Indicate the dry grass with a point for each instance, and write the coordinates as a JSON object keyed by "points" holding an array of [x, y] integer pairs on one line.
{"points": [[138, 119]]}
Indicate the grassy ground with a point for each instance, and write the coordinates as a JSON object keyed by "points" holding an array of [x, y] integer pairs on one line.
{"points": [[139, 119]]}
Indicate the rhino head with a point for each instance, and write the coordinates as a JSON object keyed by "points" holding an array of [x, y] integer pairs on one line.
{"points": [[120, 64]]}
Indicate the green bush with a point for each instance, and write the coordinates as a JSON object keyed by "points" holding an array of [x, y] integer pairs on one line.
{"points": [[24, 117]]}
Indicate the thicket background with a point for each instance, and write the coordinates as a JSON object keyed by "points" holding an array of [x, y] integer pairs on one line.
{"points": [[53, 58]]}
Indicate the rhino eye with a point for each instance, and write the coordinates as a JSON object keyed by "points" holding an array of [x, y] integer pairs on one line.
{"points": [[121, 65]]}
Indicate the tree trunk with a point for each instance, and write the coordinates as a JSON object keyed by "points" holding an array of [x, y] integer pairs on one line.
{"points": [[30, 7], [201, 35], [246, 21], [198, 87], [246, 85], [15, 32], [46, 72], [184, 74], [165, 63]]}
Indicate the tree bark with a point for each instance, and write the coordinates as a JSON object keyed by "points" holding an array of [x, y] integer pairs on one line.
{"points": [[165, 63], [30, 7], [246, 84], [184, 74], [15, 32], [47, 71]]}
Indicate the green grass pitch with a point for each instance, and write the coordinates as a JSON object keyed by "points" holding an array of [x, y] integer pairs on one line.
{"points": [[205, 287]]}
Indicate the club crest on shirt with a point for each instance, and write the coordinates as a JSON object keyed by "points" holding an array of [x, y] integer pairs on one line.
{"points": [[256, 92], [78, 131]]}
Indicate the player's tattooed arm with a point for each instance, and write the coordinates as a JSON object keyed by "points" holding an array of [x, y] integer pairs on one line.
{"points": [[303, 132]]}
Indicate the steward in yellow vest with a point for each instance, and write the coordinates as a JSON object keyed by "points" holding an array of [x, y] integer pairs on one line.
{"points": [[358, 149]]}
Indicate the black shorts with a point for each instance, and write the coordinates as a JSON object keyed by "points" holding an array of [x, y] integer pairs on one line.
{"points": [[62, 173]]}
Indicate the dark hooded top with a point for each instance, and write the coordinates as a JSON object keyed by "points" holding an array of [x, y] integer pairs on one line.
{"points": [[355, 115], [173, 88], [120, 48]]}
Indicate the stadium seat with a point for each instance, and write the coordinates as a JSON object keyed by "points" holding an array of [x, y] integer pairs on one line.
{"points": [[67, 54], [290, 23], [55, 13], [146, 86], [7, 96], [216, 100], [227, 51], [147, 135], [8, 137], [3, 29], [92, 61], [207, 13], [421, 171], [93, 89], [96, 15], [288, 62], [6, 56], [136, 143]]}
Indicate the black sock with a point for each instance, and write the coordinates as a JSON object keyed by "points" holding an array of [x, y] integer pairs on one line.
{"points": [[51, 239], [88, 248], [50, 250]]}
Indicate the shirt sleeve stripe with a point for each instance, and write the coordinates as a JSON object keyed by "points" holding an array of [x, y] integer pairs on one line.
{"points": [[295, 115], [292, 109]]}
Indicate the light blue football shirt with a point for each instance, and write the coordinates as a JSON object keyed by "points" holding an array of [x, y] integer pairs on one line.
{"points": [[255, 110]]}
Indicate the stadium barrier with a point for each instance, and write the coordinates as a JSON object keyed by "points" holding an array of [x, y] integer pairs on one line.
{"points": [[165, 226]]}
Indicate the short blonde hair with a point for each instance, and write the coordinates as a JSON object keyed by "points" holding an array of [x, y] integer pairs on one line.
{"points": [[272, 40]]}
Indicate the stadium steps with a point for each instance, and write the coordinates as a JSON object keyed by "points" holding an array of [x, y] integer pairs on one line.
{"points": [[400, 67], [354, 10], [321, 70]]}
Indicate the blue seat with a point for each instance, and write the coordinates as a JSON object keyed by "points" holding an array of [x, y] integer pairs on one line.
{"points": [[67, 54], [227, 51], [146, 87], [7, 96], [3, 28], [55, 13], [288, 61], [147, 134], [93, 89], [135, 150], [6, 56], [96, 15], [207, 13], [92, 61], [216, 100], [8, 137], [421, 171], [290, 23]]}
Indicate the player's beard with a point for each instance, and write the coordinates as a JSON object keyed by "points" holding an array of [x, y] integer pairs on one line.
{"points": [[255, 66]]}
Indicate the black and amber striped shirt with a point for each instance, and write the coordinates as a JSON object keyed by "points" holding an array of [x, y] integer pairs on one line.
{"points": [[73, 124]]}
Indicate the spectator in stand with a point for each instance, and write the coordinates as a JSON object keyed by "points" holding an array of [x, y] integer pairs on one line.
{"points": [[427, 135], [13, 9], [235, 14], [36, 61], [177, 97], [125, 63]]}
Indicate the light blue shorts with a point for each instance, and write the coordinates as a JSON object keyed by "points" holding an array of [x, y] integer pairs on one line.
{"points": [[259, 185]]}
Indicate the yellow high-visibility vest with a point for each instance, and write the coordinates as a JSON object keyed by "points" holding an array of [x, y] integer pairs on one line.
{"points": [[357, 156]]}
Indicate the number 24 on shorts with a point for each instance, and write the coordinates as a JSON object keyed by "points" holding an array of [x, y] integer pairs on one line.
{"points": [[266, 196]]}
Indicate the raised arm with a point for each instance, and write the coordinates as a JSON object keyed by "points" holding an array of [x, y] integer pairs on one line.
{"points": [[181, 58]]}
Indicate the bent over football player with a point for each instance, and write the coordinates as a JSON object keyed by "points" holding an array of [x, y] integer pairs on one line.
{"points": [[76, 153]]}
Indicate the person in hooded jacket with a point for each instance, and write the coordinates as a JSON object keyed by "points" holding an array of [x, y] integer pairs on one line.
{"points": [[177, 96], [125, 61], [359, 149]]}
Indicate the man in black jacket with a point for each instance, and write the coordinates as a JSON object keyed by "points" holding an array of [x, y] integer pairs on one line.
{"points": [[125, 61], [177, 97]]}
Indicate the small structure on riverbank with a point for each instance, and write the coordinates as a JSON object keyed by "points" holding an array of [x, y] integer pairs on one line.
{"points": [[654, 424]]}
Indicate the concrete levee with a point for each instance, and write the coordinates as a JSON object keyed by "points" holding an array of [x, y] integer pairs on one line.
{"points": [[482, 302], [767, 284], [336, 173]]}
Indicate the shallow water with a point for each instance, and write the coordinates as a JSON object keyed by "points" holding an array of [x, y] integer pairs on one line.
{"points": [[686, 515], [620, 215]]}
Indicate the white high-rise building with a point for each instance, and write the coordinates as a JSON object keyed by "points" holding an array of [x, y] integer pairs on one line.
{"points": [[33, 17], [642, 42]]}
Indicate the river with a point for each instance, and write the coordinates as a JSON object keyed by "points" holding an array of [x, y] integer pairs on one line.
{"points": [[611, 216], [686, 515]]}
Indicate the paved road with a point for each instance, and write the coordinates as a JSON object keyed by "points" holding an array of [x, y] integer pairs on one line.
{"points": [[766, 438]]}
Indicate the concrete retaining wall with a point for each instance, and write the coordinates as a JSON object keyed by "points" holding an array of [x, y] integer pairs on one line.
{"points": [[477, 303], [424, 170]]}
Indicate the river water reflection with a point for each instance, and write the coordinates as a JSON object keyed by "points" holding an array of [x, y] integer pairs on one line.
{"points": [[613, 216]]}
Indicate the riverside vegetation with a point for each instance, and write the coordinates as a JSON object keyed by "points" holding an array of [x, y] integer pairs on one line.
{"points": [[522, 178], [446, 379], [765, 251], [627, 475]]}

• [AIM OF THE TASK]
The listing above is to be copied exactly, in full.

• [ANSWER]
Indicate the dry grass with a point for each instance, and write the coordinates as a JSON object keyed by "points" holding an array of [x, y] integer pairs on one line.
{"points": [[138, 119]]}
Indicate the grassy ground with a point for each instance, and write the coordinates as a JSON object keyed by "points" holding an array of [x, y] integer pairs on one line.
{"points": [[139, 119]]}
Indicate the rhino head with a point for each instance, and write the coordinates as a JSON object keyed by "points" holding an array of [x, y] integer pairs on one line.
{"points": [[120, 64]]}
Indicate the green bush with a point for each instance, and write the coordinates as a JSON object keyed by "points" holding an array of [x, y] integer pairs on one line.
{"points": [[24, 117]]}
Indicate the thicket background with a point for each instance, and write the coordinates as a JSON object keyed by "points" holding an array of [x, y] integer pairs on one line.
{"points": [[53, 58]]}
Indicate the rhino eye with a point for each instance, and write the coordinates as a JSON object keyed by "points" holding an array of [x, y] integer pairs on one line.
{"points": [[121, 65]]}
Indicate the tree trunk with a point for each instance, and write the coordinates as a JSON object keyed by "points" holding an array of [x, y] integer pairs on one line.
{"points": [[30, 7], [201, 35], [246, 21], [198, 87], [246, 85], [15, 32], [46, 72], [184, 74], [165, 63]]}
Indicate the tree bark with a point for each instance, and write the coordinates as a JSON object keyed by "points" holding an array of [x, y] integer pairs on one line.
{"points": [[165, 63], [30, 7], [246, 84], [184, 74], [15, 32], [47, 71]]}
Indicate the green grass pitch with a point for each instance, and write the coordinates as a JSON object keyed by "points" holding an array of [x, y] integer pairs on one line.
{"points": [[205, 287]]}
Indicate the club crest on shirt with a point for each instance, and write the coordinates as a JSON object keyed by "points" holding an array of [x, y] integer pairs on one line.
{"points": [[256, 92], [78, 131]]}
Indicate the player's tattooed arm with a point for each instance, and write the coordinates as a JSON object keyed by "points" holding an array of [x, y] integer pairs on one line.
{"points": [[303, 132]]}
Indicate the steward in yellow vest with a point for each instance, and write the coordinates as a JSON object keyed by "points" holding an array of [x, y] integer pairs on one line.
{"points": [[358, 149]]}
Indicate the black shorts with a point for each instance, and write the coordinates as a JSON object keyed by "points" holding an array of [x, y] integer pairs on one line.
{"points": [[62, 173]]}
Indicate the dark hooded top with a point for each instance, and write the coordinates as a JSON object keyed by "points" holding an array of [x, y] integer pairs on one line.
{"points": [[355, 115], [173, 88], [120, 48]]}
Indicate the stadium seat with a point for each instance, and write the coordinates as a JSON object keyed by "points" holding an array of [x, y] integer pairs on one line.
{"points": [[67, 54], [290, 23], [55, 13], [146, 86], [7, 96], [216, 100], [227, 51], [147, 135], [8, 137], [3, 29], [92, 61], [207, 13], [421, 171], [93, 89], [96, 15], [288, 62], [6, 56], [136, 143]]}
Indicate the black sock with a point for each instance, and write the coordinates as a JSON object keyed by "points" holding an array of [x, y] integer pairs on one line.
{"points": [[51, 239], [88, 248], [50, 250]]}
Indicate the shirt sleeve stripe with a point for each instance, and write the coordinates as a JSON object keyed by "points" holding an array of [x, y] integer pairs on one line.
{"points": [[295, 115], [292, 109]]}
Indicate the light blue football shirt with a point for each instance, and write the coordinates as a JSON object keyed by "points" holding an array of [x, y] integer pairs on one line.
{"points": [[255, 110]]}
Indicate the stadium barrier with a point for each instance, and write the coordinates as a JSON object keyed by "points" holding an array of [x, y] integer pairs on one line.
{"points": [[165, 226]]}
Indicate the short blonde hair with a point for each instance, and write the coordinates as a JSON object keyed by "points" holding an array of [x, y] integer pairs on one line.
{"points": [[272, 40]]}
Indicate the stadium steps with a point for each instance, and write the coordinates as a JSON object keyed by "points" holding an array of [x, y] integer pairs on one line.
{"points": [[400, 67], [354, 10], [321, 70]]}
Indicate the blue seat with a point for each instance, and write the coordinates as a JSON object keyed by "points" holding an array of [x, y] integer pairs on one line.
{"points": [[67, 54], [227, 51], [146, 87], [7, 96], [3, 28], [55, 13], [288, 61], [147, 134], [93, 89], [135, 150], [6, 56], [96, 15], [207, 13], [92, 61], [216, 100], [8, 137], [421, 171], [290, 23]]}
Indicate the player's beard with a point for each instance, and write the coordinates as a JSON object keyed by "points" holding an array of [x, y] integer pairs on one line.
{"points": [[255, 66]]}
Indicate the black and amber striped shirt with a point for each instance, and write the coordinates as a JSON object keyed by "points" holding an array of [x, y] integer pairs on one line.
{"points": [[73, 124]]}
Indicate the spectator in stand with a point for each instance, and write the coordinates as a JSON object keyed by "points" holding an array of [x, y] integer pairs on one line.
{"points": [[427, 135], [13, 9], [235, 14], [36, 61], [177, 97], [125, 63]]}
Indicate the light blue shorts with a point for each instance, and write the coordinates as a JSON object keyed by "points" holding an array of [x, y] integer pairs on one line.
{"points": [[259, 185]]}
Indicate the yellow high-visibility vest with a point for each instance, and write the coordinates as a JSON object keyed by "points" holding an array of [x, y] integer pairs on one line.
{"points": [[357, 156]]}
Indicate the number 24 on shorts with a point for each instance, and write the coordinates as a JSON object keyed by "points" holding an array of [x, y] integer pairs on one line.
{"points": [[266, 196]]}
Indicate the raised arm with a point for each instance, and write the coordinates as a JSON object keyed by "points" holding an array of [x, y] integer pairs on one line.
{"points": [[181, 58]]}
Indicate the bent over football player with a point for each instance, and write the coordinates as a JSON object keyed by "points" holding an array of [x, y] integer pairs on one line.
{"points": [[76, 153]]}
Indicate the person in hooded jacket with a point for each instance, and write the coordinates as a JSON object keyed by "points" holding an array of [x, y] integer pairs on one line.
{"points": [[177, 96], [125, 61], [359, 149]]}
Indicate the man in black jacket with a point for each instance, and write the coordinates as a JSON object keyed by "points" holding an array of [x, y] integer pairs on one line.
{"points": [[125, 61], [177, 97]]}
Indicate the small structure on riverbank with a point for each instance, and write the coordinates as a JSON object keyed by "points" holding an array of [x, y] integer pairs on one line.
{"points": [[654, 424]]}
Indicate the concrete levee with a point for each instance, and write the coordinates as a JSON object keyed by "points" holding an array of [x, y] integer pairs on one line.
{"points": [[482, 302], [767, 284], [336, 173]]}
Indicate the shallow water with a point for each instance, and write the coordinates as a JSON object keyed by "points" holding an array of [x, y] integer pairs on one line.
{"points": [[686, 515], [620, 215]]}
Indicate the white high-rise building with a point for each instance, and write the coordinates as a JSON object keyed by "points" holding an array of [x, y] integer pairs on one line.
{"points": [[33, 17], [642, 42]]}
Indicate the river with a point for each instance, and write the coordinates as a JSON object keyed by "points" holding an array of [x, y] integer pairs on one line.
{"points": [[611, 216], [686, 515]]}
Indicate the paved road with a point for each instance, and write the coordinates as a JSON object keyed by "points" holding an array of [x, y] integer pairs on one line.
{"points": [[766, 438]]}
Indicate the concrete retaining wall with a point for each instance, and write the coordinates as a JSON object keyed by "points" holding an array of [x, y] integer pairs on one line.
{"points": [[477, 303], [424, 170]]}
Indicate the river water reflection with a point for each instance, and write the coordinates as a JSON object keyed by "points" holding an array of [x, y] integer pairs on one line.
{"points": [[613, 216]]}
Indicate the riverside vegetation with a point for each instance, and write the coordinates as a JSON object keyed by "points" holding an array of [x, y] integer pairs on one line.
{"points": [[522, 178], [446, 379], [765, 251], [627, 475]]}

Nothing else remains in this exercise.